• [What you will do]: Report every line in the listing below that contains the word "roadside", copying each such line in full; case counts.

• [Dataset excerpts]:
--------------------------------
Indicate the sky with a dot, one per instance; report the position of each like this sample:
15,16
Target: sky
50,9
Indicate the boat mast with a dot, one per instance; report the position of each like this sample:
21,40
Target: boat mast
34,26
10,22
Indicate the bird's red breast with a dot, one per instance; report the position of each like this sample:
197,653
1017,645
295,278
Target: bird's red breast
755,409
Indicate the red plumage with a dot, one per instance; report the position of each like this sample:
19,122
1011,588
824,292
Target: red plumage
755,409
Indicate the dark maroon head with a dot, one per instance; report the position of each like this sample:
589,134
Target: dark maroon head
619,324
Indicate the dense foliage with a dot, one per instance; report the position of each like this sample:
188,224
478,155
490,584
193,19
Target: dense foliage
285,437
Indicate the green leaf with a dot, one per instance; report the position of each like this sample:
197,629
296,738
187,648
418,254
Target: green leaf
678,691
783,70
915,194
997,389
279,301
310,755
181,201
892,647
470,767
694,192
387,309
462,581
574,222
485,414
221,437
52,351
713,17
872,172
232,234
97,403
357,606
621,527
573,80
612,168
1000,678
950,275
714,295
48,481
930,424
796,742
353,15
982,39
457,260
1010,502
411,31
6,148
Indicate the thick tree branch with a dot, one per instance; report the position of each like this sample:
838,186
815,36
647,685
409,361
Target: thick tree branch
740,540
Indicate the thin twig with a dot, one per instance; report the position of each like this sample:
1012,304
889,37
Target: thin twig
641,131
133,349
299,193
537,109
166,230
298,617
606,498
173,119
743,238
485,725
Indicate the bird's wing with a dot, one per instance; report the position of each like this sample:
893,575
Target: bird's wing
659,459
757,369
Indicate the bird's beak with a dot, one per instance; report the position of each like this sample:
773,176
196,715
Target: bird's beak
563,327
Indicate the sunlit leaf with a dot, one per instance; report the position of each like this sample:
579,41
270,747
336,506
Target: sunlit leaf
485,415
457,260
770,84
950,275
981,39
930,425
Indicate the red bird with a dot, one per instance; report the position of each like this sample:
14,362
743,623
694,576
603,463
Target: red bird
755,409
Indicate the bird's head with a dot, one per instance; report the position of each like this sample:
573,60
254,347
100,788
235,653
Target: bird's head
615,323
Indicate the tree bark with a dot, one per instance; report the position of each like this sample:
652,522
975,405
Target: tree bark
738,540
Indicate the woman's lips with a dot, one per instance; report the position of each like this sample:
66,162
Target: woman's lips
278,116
--------------------------------
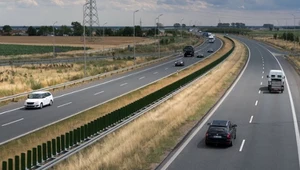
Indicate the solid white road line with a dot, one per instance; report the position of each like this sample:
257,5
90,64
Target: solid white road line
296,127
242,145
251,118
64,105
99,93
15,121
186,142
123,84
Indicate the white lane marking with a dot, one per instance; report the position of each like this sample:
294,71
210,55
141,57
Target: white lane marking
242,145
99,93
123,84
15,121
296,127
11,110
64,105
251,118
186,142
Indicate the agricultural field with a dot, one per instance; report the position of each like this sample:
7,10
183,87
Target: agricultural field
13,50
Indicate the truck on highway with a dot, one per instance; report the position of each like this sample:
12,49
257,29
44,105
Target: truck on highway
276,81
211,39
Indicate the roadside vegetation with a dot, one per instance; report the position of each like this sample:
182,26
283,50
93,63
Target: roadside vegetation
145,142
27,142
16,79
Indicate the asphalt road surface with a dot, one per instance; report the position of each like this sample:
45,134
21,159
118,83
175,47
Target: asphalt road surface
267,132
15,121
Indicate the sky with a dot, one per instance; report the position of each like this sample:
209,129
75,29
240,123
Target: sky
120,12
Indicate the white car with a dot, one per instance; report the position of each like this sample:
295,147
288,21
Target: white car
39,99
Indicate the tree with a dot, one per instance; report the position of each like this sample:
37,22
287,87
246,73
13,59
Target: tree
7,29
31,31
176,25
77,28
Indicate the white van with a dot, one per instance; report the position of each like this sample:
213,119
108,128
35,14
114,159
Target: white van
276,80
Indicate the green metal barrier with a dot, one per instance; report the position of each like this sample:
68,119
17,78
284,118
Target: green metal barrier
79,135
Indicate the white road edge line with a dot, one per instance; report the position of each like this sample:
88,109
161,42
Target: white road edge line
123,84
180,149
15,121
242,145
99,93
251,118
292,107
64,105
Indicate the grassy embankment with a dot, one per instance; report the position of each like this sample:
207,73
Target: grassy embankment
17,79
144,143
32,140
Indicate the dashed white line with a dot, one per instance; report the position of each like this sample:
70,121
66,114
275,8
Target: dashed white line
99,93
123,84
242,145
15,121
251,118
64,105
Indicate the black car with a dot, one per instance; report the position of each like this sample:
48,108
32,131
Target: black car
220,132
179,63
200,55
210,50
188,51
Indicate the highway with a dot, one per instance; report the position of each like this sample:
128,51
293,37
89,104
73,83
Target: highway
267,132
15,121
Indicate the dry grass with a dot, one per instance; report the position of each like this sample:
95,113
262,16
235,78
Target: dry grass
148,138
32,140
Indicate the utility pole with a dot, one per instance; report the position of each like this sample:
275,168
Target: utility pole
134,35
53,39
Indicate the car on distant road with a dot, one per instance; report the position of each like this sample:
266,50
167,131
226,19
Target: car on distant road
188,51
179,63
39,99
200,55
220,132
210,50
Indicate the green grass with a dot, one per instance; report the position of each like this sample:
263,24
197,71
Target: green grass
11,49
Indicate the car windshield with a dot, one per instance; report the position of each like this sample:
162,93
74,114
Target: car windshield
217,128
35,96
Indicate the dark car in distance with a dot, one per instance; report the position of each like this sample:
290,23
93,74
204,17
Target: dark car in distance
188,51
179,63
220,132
--------------------------------
• [Answer to the task]:
Indicate the roadside vegetation with a dot, one per instance; report the position of each like this sample:
Target: roadside vegetation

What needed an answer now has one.